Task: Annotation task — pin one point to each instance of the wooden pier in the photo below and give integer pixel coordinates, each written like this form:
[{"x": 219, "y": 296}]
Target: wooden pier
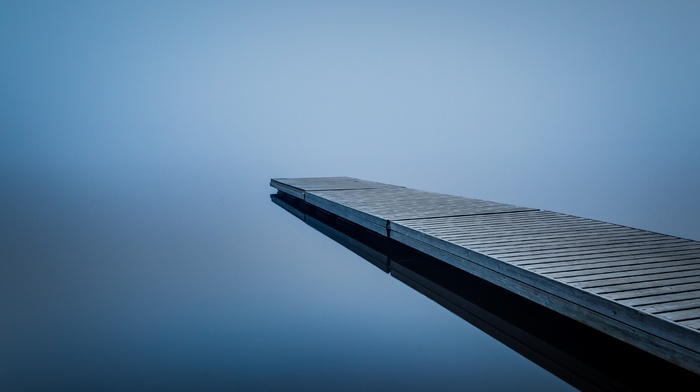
[{"x": 640, "y": 287}]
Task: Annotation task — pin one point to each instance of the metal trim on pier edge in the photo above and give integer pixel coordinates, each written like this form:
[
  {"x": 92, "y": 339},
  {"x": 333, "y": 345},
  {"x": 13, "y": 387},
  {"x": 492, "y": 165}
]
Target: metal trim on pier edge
[{"x": 637, "y": 286}]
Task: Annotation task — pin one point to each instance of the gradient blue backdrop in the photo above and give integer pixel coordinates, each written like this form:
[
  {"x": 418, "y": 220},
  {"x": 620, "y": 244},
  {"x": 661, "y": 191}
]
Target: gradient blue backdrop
[{"x": 137, "y": 138}]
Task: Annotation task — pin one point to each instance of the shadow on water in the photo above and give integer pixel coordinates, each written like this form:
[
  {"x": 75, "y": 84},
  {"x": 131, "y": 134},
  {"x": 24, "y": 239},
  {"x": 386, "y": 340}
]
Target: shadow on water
[{"x": 581, "y": 356}]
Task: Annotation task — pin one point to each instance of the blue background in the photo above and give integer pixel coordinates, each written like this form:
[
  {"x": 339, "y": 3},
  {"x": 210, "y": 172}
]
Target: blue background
[{"x": 138, "y": 244}]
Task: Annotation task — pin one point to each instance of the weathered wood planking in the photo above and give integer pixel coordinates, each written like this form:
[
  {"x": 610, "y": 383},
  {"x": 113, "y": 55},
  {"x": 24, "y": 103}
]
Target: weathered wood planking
[{"x": 638, "y": 286}]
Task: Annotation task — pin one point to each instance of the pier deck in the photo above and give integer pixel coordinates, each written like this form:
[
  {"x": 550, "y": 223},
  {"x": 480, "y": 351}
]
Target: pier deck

■ ■ ■ ■ ■ ■ ■

Your goal: When you copy the data above, keep each line exact and omit the pictures.

Task output:
Task: Annotation task — pin one point to each instance of the wooden pier in the photo below and give integer pixel coordinates, each written like this form:
[{"x": 219, "y": 296}]
Target: wooden pier
[{"x": 640, "y": 287}]
Task: Annotation task — pin one point to each instance of the metal trim on pier edge in the photo above and give integer pixel coordinates, each written like this form:
[
  {"x": 92, "y": 339},
  {"x": 333, "y": 345},
  {"x": 13, "y": 387},
  {"x": 492, "y": 165}
]
Target: metal trim on pier edge
[{"x": 637, "y": 286}]
Task: Annotation task — pin one point to each instance of the gradient blue backdrop in the photo above and give integer pixel coordinates, each written like this form:
[
  {"x": 418, "y": 220},
  {"x": 620, "y": 244},
  {"x": 661, "y": 191}
]
Target: gradient blue backdrop
[{"x": 137, "y": 138}]
Task: Annotation task — pin one point to each instance of the shadow on water in the photo above and give integer pixel coordinates, each written like this form:
[
  {"x": 75, "y": 84},
  {"x": 131, "y": 134},
  {"x": 24, "y": 239},
  {"x": 386, "y": 340}
]
Target: shadow on water
[{"x": 581, "y": 356}]
Task: Annotation task — pin one point to each instance of the blue background in the photo above and give integer pixel coordinates, each written like this form:
[
  {"x": 339, "y": 3},
  {"x": 210, "y": 172}
]
Target: blue background
[{"x": 138, "y": 244}]
Task: Annotation task — pin one point to each instance of the weathered wood planking in the photo above and give integer pixel coordinates, each written like this form:
[
  {"x": 610, "y": 383},
  {"x": 113, "y": 55},
  {"x": 24, "y": 103}
]
Target: weathered wood planking
[{"x": 638, "y": 286}]
Task: Annotation task — pin one point to each instance of the pier deck in the photo above and give integer pixel coordinates, each written like this form:
[
  {"x": 550, "y": 223},
  {"x": 480, "y": 351}
]
Target: pier deck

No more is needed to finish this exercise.